### Exercise
How many lines in the entries below contain the word "woman"? Reply with the number alone.

### Material supplied
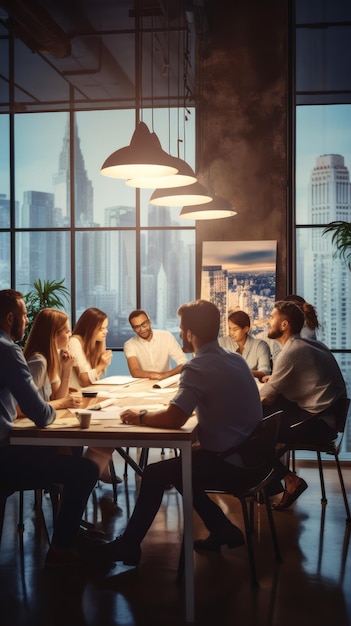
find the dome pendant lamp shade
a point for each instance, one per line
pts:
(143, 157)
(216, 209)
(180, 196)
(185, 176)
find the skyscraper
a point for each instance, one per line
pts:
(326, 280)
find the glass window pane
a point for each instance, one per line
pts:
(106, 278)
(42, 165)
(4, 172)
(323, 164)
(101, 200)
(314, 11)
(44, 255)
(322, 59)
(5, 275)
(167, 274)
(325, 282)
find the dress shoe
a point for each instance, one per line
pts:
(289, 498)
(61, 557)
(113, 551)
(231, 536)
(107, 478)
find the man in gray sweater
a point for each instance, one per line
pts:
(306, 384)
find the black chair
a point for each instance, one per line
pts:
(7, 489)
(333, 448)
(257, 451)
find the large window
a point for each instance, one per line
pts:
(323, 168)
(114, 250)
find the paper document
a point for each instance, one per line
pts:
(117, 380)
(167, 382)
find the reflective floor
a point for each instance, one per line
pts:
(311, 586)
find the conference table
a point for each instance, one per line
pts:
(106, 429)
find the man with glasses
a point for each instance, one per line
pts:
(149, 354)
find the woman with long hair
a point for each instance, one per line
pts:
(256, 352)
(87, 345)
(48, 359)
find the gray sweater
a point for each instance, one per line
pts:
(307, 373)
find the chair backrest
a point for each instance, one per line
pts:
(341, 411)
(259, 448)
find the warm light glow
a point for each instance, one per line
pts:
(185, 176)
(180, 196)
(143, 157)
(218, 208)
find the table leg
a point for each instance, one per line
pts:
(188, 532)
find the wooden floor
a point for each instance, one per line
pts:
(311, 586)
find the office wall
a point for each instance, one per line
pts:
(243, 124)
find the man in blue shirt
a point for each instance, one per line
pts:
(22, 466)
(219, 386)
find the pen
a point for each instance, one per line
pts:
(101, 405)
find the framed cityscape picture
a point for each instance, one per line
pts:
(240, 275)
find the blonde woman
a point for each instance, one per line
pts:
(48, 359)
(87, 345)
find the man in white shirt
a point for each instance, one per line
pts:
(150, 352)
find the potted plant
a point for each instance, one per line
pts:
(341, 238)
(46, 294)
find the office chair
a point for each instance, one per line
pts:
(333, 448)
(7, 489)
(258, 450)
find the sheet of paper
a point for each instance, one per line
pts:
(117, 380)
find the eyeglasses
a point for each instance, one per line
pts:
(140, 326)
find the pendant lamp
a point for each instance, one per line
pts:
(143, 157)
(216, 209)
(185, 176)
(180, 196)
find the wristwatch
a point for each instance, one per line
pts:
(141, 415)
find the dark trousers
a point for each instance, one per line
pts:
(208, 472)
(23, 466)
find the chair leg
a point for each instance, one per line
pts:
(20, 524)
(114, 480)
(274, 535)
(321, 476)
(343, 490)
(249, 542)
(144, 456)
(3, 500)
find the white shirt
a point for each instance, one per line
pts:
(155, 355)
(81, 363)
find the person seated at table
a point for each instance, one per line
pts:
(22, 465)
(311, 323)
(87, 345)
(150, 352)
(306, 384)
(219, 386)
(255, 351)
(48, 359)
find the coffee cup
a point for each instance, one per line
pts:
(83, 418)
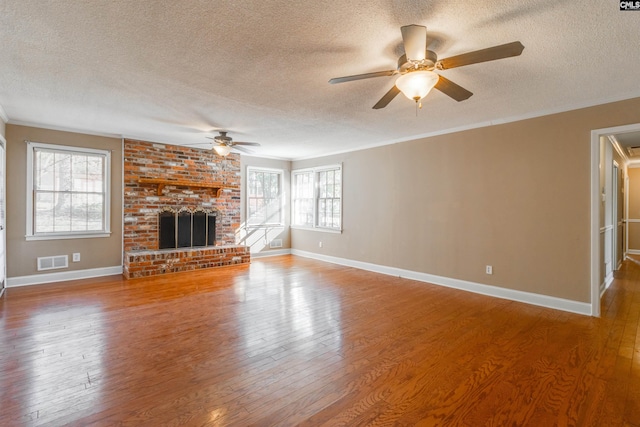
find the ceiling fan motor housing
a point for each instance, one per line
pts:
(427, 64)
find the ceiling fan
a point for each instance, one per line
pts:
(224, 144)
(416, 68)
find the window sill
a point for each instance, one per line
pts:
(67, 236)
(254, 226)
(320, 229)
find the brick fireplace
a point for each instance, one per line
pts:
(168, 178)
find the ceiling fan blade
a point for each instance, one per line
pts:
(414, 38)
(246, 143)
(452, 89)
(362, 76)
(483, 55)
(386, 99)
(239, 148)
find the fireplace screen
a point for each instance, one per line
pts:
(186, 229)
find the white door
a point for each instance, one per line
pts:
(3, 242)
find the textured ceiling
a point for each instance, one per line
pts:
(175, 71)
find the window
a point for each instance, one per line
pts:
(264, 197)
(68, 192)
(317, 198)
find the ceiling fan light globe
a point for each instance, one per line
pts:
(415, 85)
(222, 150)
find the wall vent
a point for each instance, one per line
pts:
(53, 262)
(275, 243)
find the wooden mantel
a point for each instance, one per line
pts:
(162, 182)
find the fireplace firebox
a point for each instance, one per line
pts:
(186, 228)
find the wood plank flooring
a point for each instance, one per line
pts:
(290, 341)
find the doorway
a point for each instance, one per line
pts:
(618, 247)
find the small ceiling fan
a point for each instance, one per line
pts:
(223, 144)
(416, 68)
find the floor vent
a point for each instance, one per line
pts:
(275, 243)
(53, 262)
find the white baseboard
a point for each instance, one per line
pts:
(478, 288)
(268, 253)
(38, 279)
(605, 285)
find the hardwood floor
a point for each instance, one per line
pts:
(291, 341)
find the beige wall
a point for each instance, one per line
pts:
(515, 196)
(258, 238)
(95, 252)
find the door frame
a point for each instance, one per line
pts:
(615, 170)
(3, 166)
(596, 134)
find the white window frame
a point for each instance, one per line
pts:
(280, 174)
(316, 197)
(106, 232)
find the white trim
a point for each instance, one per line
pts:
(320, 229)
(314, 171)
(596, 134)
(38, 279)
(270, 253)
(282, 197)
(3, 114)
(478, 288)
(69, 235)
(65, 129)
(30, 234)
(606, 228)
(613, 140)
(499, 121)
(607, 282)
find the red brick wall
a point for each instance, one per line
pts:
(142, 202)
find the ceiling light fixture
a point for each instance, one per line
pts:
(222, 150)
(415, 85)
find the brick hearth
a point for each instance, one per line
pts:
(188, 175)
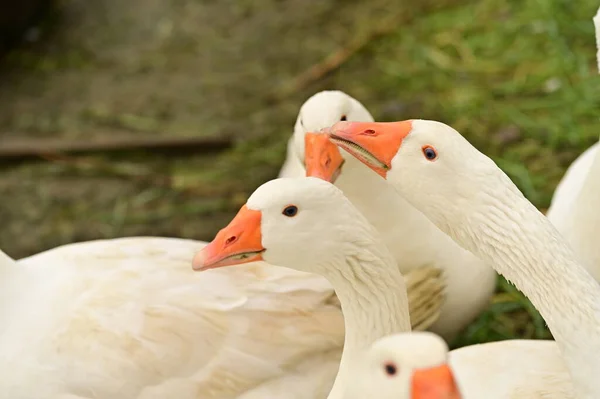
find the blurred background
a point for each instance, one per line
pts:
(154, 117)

---

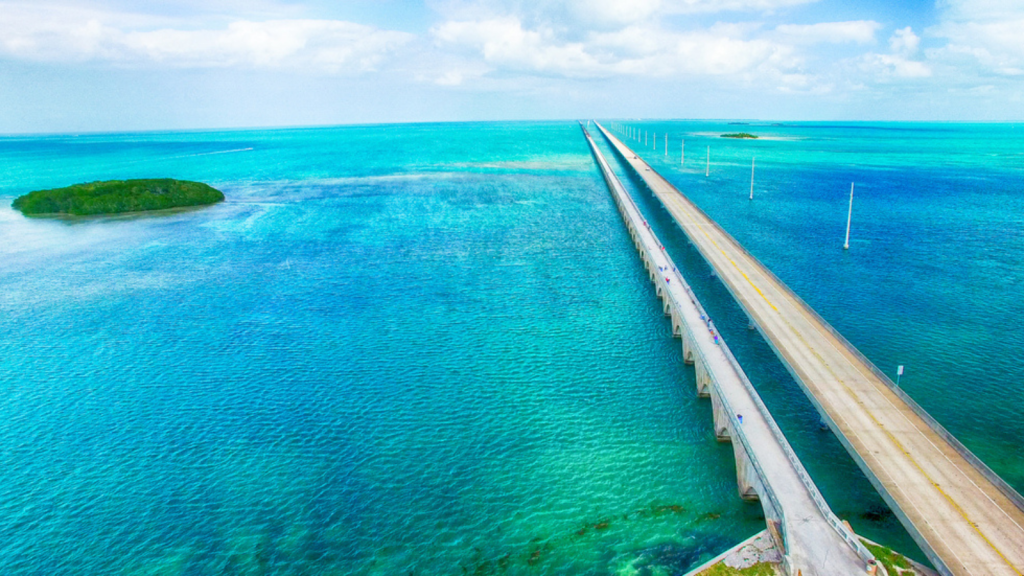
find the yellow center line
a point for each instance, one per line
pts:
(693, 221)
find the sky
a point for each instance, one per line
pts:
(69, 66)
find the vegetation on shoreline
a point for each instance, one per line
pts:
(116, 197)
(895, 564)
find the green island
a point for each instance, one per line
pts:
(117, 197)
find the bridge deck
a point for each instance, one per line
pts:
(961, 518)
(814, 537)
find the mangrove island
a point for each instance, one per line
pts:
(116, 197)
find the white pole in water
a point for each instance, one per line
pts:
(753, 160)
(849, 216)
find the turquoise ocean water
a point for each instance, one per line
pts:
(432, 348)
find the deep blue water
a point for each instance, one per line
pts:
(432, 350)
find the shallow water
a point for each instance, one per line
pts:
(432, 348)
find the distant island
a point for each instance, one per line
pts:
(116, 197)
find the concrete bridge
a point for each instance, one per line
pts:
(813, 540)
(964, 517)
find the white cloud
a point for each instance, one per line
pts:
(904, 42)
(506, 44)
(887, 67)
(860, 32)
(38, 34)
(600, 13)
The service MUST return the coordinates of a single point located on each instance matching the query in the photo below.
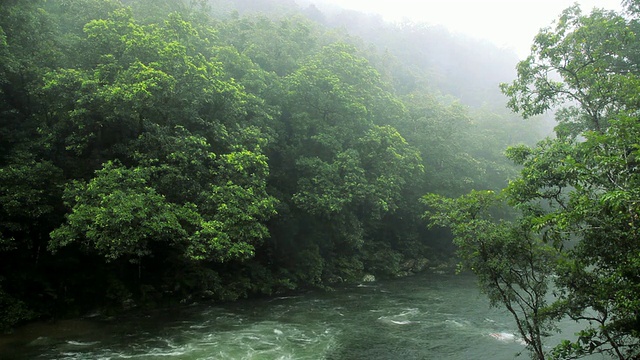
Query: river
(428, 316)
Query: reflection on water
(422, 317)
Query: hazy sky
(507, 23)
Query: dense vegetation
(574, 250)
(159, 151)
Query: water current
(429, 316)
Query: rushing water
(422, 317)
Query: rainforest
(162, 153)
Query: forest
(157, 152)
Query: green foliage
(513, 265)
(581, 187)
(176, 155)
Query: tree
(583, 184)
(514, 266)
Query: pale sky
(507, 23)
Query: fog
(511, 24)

...

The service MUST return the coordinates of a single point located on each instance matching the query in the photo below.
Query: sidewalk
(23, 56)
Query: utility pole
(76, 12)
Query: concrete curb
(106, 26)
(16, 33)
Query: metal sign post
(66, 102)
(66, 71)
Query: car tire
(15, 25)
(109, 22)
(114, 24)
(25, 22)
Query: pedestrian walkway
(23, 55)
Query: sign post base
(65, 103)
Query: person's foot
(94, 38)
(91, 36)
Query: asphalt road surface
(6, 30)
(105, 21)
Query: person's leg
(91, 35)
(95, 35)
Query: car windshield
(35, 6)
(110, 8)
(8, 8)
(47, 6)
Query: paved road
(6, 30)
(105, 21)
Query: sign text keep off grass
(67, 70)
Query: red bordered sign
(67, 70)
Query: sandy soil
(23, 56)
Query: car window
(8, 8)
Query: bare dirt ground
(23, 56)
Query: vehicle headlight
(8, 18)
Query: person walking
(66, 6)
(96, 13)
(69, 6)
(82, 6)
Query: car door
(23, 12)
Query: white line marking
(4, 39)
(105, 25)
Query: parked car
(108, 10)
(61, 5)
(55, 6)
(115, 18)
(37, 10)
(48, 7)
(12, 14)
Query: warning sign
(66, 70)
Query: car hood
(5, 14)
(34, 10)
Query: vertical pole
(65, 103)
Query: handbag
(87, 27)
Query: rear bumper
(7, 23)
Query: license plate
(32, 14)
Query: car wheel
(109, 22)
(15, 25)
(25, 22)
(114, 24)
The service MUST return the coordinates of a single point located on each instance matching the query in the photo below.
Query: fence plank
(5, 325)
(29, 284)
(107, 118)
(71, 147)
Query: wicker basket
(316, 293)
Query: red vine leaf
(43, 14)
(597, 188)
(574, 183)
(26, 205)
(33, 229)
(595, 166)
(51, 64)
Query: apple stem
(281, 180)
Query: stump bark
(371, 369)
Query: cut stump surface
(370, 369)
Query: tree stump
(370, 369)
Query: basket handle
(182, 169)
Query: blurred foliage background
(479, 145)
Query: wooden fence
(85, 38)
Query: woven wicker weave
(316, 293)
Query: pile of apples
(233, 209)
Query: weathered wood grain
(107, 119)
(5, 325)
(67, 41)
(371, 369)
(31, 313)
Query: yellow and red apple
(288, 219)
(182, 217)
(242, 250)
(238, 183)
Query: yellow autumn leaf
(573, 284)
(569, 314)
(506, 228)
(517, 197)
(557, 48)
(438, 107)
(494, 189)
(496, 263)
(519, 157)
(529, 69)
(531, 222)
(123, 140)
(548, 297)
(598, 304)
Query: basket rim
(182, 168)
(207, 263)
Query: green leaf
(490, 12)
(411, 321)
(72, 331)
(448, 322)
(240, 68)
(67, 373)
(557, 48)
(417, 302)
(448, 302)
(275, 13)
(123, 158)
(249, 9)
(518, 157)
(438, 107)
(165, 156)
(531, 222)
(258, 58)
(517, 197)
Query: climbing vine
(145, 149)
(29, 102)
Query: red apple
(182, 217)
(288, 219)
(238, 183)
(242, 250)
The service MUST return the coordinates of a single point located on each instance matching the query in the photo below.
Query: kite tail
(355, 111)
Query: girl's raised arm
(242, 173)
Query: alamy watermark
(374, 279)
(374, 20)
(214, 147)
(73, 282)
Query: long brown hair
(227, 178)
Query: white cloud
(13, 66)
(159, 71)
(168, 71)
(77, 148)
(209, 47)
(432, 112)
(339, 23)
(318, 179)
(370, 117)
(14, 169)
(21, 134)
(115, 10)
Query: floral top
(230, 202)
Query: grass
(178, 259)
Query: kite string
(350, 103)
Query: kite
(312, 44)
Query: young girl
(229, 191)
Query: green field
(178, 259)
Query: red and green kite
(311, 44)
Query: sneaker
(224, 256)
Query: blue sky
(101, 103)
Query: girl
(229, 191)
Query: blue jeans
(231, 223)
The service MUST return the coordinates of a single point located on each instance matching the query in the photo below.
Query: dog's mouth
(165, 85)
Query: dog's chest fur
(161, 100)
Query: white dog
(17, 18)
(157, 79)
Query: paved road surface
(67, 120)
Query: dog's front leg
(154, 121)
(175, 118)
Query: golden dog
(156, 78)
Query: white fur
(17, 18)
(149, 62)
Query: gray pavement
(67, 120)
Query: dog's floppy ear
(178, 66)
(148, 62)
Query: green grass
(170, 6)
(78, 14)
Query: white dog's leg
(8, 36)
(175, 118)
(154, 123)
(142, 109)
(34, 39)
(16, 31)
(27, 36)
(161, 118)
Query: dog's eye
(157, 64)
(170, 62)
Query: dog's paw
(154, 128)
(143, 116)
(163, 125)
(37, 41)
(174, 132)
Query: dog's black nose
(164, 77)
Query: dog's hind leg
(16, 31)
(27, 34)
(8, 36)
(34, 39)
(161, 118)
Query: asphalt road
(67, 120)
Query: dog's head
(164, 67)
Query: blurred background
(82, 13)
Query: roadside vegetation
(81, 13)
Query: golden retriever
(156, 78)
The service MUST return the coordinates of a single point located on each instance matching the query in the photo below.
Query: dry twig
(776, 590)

### Response to the exercise
2